[START OF Material shown]

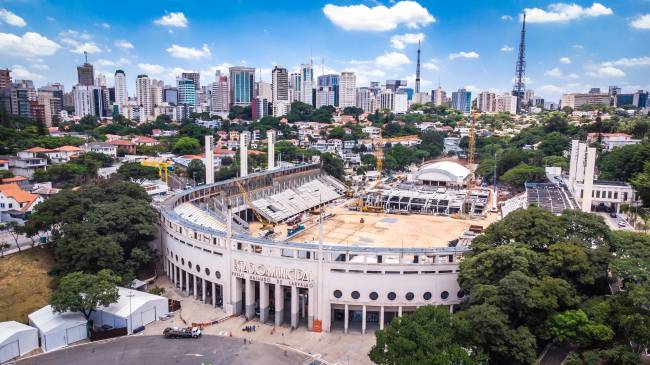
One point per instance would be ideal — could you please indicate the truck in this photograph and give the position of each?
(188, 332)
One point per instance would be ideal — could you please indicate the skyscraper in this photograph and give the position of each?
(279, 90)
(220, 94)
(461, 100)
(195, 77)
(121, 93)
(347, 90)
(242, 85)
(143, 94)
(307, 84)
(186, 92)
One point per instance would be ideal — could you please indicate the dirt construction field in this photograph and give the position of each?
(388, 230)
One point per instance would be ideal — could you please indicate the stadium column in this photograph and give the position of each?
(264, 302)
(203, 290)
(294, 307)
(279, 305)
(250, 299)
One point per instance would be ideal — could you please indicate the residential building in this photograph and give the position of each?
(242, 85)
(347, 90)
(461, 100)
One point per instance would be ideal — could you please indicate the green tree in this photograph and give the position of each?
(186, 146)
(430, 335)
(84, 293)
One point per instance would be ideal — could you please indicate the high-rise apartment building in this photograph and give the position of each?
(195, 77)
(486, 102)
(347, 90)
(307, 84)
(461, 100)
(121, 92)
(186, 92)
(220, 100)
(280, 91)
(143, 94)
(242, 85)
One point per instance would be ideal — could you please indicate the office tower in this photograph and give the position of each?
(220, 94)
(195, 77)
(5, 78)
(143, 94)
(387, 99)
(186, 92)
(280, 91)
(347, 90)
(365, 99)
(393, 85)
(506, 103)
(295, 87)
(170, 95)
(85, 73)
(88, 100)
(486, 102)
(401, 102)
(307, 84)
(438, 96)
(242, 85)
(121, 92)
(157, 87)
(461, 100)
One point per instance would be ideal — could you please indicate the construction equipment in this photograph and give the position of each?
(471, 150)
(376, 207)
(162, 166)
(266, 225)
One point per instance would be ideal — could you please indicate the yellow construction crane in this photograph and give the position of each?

[END OF Material shown]

- [Aim] Copy out all the entries above verbatim, omitting the picture.

- [Result]
One point per instance would be ideal — could you please indicate the truck in this photograph and give the position of each?
(188, 332)
One point per instance would be ideal — could you please indicate the skyscraper in this photograph and give the position of each?
(279, 90)
(220, 94)
(461, 100)
(195, 77)
(121, 93)
(347, 90)
(242, 85)
(143, 94)
(307, 84)
(186, 92)
One point per instance would be ideal — could you please indicate the dirt construction field in this photograph and give the position of each?
(388, 230)
One point per instance would be ideal — could you please indicate the stadium column in this photograph and give the position of each?
(264, 302)
(203, 290)
(294, 307)
(279, 305)
(250, 299)
One point per instance would be ideal — could you please indicate the residential building in this photograph and give the position of each?
(242, 85)
(347, 90)
(461, 100)
One point per instance would be ideal — could you please indicate the green tree in this photograph and give the position of each?
(186, 146)
(430, 335)
(84, 293)
One point per instance would be ideal — could you please indicate the high-rise apartment building in this photograph and give the position of each?
(195, 77)
(486, 102)
(347, 90)
(307, 84)
(461, 100)
(121, 92)
(186, 92)
(220, 100)
(280, 91)
(143, 94)
(242, 85)
One point per instance would be ideal — could you please indicate the office tower in this photograph and give the position of each?
(220, 94)
(195, 77)
(5, 78)
(143, 94)
(387, 99)
(186, 92)
(280, 91)
(347, 90)
(365, 99)
(393, 85)
(506, 103)
(295, 87)
(170, 95)
(85, 73)
(88, 100)
(486, 102)
(401, 102)
(307, 84)
(438, 96)
(242, 85)
(121, 92)
(157, 87)
(461, 100)
One point per instance would be ideal — could you please indicate the construction equipment in this photograph and give the position of each?
(471, 150)
(376, 207)
(162, 166)
(266, 225)
One point per instance would be ideal — could you please indicate the yellow construction crane in this photograph and give the position of each?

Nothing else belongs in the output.